§ Goal
Copy out every line of the entries below word for word, without changing anything.

"""

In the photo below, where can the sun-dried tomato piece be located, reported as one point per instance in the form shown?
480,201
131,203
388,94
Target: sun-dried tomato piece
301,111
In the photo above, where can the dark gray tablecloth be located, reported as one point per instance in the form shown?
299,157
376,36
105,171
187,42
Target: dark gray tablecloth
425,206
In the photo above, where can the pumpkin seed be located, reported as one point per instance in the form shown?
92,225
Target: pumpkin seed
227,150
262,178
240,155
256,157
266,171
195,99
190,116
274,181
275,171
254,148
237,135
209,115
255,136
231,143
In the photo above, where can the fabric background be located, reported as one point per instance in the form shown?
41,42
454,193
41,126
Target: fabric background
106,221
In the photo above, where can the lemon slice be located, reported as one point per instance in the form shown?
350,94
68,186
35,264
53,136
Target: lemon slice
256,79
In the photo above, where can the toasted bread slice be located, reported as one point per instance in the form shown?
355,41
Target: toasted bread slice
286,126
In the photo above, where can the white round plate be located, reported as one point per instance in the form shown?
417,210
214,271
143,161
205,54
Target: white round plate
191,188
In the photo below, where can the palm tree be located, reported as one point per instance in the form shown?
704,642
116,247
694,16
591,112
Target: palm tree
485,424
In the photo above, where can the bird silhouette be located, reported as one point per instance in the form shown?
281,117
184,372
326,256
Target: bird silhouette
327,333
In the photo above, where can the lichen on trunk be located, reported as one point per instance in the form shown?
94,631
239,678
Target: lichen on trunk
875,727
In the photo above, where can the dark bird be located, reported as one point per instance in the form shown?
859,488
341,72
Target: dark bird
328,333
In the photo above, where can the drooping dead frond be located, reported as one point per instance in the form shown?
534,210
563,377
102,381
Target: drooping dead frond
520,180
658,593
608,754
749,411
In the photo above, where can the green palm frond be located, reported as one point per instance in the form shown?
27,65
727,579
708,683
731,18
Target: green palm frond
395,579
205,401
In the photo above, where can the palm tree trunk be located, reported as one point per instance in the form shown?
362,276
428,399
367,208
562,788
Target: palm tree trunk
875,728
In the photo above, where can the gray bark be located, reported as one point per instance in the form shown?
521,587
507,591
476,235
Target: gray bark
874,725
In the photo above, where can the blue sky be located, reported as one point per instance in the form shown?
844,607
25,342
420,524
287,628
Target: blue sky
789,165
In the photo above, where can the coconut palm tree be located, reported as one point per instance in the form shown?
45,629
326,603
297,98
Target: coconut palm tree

"""

§ Final result
In the photo below, where can the sun-dried tomato piece be located, reported as one point per instance in the form shown?
480,201
131,203
388,94
Target: sun-dried tomato piece
301,111
In the photo above, where can the dark gray tablecloth be located, reported as one point per instance in the form shown?
299,157
376,36
105,171
187,42
Target: dark gray tablecloth
425,206
In the photo above, where can the pumpkin seed be located, reported as one point per instance in the form shown?
92,225
Target: pumpkin seed
227,150
262,178
240,155
256,157
266,171
195,99
190,116
274,181
275,171
254,148
237,135
209,115
255,136
231,143
In the photo above, where can the fabric background be located, reported as one point per instance in the form shown?
41,42
454,193
41,126
Target: fabric background
106,221
In the photo above, where can the lemon slice be located, reported as one point per instance in the form shown?
350,94
68,186
35,264
53,136
Target: lemon slice
256,79
In the photo above, where can the toasted bread slice be located, reported as one point per instance in the form shown?
355,41
Target: toasted bread slice
286,126
In the photo above, where can the white round plate be located, reported as one point per instance in the form shown?
417,210
214,271
143,161
205,54
Target: white round plate
191,188
In the photo below, where can the palm tree be located, reported as one point per instance in the form shown?
704,642
116,247
694,16
591,112
Target: palm tree
485,424
In the photo above, where can the bird silhouette be located, reported as one point per instance in the form shown?
281,117
184,372
326,256
Target: bird silhouette
327,333
In the photo above, where can the lichen on trunk be located, reported as one point per instance in the form shown?
94,631
239,678
Target: lichen on trunk
875,727
In the photo above, where can the dark bird be located, reported as one point per instance in the form shown?
859,488
341,72
Target: dark bird
328,333
In the photo above, where can the drooping dead frond be located, reported as one point per instance in the form shown?
534,210
563,377
102,381
Target: drooping dead frond
520,180
658,593
608,754
749,411
In the photo above, where can the green palm frond be located, reported as one point per instance in the form shown?
27,65
727,579
708,683
731,18
Target: green palm frond
395,579
205,401
In the photo above, where can the palm tree trunk be located, reported as one point per instance in the form shown?
362,276
428,399
367,208
562,788
Target: palm tree trunk
875,728
In the photo above, where can the gray bark be located, reported as one point per instance in the form shown?
521,587
507,591
476,235
Target: gray bark
874,725
In the photo above, where can the blue sky be located, reported as one point per instance in the form shown?
844,607
25,342
420,524
287,628
Target: blue sky
789,165
In the photo above, where can the coconut palm tree be located, reported as one point per instance in the form shown?
45,629
326,603
297,98
Target: coconut palm tree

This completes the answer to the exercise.